Prompt:
Repeat exactly the lines from the line containing "the shrub, each" through the last line of the records below, inclusive, and nothing else.

-------- Data shown

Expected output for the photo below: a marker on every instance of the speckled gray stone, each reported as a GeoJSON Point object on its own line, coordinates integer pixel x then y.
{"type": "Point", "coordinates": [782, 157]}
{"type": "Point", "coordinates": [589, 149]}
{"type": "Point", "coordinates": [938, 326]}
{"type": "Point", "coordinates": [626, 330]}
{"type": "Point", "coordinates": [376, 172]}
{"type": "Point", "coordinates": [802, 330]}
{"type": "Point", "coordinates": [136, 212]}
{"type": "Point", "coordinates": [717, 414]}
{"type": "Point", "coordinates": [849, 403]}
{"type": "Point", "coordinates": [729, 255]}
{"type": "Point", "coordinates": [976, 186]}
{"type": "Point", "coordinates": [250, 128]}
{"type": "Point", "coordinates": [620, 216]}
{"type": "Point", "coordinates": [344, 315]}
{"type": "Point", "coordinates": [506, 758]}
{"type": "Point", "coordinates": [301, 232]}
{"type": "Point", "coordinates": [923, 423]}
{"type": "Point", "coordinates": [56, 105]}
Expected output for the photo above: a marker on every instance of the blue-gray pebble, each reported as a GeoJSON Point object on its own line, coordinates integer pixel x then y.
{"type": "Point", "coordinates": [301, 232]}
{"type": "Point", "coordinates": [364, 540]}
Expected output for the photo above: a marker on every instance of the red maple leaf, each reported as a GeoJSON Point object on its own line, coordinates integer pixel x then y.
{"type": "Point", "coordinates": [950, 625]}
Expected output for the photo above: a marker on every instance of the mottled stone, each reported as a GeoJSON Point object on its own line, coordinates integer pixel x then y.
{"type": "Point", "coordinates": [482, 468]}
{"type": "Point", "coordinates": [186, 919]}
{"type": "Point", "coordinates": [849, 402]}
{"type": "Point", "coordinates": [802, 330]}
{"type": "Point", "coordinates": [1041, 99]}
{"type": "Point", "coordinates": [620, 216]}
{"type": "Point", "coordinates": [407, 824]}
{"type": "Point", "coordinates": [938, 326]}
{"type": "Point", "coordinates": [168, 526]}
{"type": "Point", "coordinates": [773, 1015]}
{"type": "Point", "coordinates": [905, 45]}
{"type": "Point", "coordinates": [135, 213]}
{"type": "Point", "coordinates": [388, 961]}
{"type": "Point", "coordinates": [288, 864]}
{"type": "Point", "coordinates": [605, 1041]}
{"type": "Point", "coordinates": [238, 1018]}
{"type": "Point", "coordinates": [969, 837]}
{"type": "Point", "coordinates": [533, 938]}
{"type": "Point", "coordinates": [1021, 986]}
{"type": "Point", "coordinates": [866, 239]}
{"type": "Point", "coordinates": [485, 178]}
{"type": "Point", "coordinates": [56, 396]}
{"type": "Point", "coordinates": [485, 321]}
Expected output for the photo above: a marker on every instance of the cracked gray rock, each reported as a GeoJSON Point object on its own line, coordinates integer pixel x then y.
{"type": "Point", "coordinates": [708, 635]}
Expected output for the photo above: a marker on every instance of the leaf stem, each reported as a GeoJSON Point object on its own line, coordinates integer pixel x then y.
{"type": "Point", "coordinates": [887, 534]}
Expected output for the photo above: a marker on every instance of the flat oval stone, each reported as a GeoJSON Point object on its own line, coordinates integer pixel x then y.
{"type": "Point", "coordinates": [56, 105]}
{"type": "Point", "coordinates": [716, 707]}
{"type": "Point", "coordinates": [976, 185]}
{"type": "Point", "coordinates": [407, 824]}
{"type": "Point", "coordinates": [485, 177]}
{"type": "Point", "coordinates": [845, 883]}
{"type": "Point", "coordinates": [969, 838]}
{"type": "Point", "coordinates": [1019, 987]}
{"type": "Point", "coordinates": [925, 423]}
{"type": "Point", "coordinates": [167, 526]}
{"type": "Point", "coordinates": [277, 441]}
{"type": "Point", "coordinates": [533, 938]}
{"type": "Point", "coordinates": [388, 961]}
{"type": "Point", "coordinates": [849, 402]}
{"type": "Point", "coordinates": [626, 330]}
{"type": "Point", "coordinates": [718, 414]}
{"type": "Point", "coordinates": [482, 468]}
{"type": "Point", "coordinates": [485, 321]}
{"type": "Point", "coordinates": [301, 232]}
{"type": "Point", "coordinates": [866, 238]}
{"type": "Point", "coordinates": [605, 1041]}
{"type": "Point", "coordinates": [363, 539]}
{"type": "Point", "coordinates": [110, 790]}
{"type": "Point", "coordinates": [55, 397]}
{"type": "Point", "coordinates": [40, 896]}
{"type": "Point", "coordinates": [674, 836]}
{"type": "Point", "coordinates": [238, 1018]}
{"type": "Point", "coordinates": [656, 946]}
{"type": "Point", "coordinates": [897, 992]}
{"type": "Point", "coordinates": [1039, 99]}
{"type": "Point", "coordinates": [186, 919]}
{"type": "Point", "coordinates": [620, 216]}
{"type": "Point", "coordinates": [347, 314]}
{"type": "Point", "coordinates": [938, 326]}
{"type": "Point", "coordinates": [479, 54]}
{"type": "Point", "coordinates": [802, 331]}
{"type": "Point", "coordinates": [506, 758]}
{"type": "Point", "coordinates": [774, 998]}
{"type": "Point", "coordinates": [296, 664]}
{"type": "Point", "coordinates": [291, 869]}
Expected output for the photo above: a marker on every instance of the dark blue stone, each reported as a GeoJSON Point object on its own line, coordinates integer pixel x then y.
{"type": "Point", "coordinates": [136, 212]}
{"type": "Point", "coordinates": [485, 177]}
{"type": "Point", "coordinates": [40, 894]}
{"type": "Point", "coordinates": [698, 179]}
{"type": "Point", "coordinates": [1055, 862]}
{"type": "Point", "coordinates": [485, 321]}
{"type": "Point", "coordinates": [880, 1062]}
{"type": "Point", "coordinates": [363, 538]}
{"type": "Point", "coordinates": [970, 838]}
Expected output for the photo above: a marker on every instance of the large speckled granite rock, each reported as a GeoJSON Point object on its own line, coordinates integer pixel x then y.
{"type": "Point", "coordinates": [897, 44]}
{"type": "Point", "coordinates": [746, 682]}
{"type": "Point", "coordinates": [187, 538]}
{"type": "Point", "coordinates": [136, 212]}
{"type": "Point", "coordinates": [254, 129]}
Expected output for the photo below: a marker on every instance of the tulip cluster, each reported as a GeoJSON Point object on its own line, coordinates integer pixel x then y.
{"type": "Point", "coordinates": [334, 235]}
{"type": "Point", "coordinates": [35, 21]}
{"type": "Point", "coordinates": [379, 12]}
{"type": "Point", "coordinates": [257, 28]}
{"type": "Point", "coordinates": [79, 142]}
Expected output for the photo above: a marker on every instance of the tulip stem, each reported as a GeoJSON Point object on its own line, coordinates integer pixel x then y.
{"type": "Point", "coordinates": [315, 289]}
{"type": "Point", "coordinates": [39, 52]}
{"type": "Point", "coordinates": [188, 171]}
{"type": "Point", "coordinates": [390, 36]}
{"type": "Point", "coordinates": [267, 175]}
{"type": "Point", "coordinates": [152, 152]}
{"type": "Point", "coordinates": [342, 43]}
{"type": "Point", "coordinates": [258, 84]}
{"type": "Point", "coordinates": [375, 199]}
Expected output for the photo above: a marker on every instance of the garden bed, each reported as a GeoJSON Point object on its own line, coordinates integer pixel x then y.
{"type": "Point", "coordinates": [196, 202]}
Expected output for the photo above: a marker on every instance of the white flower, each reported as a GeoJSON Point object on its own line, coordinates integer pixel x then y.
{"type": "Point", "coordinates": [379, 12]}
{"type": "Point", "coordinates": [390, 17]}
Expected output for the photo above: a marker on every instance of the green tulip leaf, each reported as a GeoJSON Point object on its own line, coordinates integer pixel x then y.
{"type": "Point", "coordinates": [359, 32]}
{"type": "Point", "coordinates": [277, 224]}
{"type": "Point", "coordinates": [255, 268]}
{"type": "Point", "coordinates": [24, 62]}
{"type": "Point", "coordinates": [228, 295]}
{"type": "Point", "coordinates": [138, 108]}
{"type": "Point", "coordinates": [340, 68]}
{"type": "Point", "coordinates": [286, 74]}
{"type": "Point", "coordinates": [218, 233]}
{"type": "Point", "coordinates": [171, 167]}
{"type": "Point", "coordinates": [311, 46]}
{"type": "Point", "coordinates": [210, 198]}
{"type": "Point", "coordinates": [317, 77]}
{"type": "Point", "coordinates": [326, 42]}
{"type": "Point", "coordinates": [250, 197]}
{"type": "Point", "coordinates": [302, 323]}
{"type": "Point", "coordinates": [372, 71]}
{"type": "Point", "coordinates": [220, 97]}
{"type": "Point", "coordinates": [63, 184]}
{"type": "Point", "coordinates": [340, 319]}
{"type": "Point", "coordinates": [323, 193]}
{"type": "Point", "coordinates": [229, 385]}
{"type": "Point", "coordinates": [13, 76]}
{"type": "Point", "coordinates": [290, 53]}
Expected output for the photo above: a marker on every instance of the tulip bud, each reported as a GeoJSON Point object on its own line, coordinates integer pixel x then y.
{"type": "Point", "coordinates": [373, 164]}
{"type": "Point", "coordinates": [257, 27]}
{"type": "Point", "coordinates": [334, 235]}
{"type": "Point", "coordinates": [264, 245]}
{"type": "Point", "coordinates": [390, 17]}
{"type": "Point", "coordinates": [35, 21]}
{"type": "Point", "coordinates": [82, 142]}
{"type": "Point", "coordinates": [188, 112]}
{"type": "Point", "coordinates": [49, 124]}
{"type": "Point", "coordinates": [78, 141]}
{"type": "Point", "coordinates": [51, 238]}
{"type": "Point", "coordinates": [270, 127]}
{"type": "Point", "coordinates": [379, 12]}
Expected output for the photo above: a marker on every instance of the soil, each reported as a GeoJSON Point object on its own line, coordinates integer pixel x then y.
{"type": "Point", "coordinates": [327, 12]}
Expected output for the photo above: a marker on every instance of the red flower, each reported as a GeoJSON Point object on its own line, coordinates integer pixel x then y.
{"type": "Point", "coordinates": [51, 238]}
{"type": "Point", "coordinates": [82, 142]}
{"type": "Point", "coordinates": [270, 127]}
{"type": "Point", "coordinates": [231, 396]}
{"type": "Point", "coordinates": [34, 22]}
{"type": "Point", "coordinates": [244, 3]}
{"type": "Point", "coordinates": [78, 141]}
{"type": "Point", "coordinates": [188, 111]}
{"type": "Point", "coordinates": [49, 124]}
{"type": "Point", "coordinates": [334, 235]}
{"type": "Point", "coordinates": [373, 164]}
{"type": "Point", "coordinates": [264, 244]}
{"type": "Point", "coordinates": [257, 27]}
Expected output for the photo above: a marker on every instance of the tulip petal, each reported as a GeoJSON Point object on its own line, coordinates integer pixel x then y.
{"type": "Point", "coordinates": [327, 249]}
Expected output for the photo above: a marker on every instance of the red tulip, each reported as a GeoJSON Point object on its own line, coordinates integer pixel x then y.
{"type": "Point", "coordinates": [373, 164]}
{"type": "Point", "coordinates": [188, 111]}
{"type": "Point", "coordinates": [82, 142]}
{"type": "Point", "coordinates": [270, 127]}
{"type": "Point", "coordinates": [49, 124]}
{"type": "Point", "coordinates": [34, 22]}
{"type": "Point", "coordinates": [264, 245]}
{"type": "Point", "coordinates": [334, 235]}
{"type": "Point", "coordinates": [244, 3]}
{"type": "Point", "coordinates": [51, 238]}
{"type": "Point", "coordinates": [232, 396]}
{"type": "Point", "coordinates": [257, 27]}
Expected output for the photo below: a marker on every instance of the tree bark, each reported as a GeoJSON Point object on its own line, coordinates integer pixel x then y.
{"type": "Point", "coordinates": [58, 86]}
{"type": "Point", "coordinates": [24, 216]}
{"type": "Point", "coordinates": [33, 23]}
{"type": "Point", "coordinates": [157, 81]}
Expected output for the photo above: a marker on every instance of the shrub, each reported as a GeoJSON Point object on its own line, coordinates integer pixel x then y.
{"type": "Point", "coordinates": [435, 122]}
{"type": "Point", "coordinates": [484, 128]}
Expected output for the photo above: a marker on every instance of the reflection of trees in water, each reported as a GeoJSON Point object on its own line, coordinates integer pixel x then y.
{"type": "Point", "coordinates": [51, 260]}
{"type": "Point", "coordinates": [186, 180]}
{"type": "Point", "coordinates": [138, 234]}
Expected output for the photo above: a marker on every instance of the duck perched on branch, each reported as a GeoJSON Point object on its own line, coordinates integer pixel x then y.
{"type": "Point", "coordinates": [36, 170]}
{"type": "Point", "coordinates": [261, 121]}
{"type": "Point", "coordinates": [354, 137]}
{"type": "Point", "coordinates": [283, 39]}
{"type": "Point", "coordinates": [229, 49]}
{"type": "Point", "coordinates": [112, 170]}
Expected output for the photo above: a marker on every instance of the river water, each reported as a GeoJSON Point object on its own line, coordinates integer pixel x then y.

----------------

Answer in full:
Expected output for the photo above: a marker on every instance of the shrub, each reported as a GeoJSON Point object on its own line, coordinates integer pixel x then y.
{"type": "Point", "coordinates": [435, 122]}
{"type": "Point", "coordinates": [484, 128]}
Expected output for the photo above: a marker on every instance of the reflection of trees in water, each reported as a GeoJSON Point object on its own line, coordinates integer pixel x then y.
{"type": "Point", "coordinates": [51, 260]}
{"type": "Point", "coordinates": [186, 180]}
{"type": "Point", "coordinates": [138, 234]}
Expected output for the photo above: a marker on every instance of the duck perched on branch, each reported as a GeoJSON Point object on its own line, coordinates integer pixel x then y.
{"type": "Point", "coordinates": [36, 170]}
{"type": "Point", "coordinates": [261, 121]}
{"type": "Point", "coordinates": [354, 137]}
{"type": "Point", "coordinates": [283, 39]}
{"type": "Point", "coordinates": [229, 49]}
{"type": "Point", "coordinates": [112, 170]}
Expected output for the photo above: a marker on every instance of the river water, each reported as a GeoJSON Point object on its own line, coordinates integer pixel x then y.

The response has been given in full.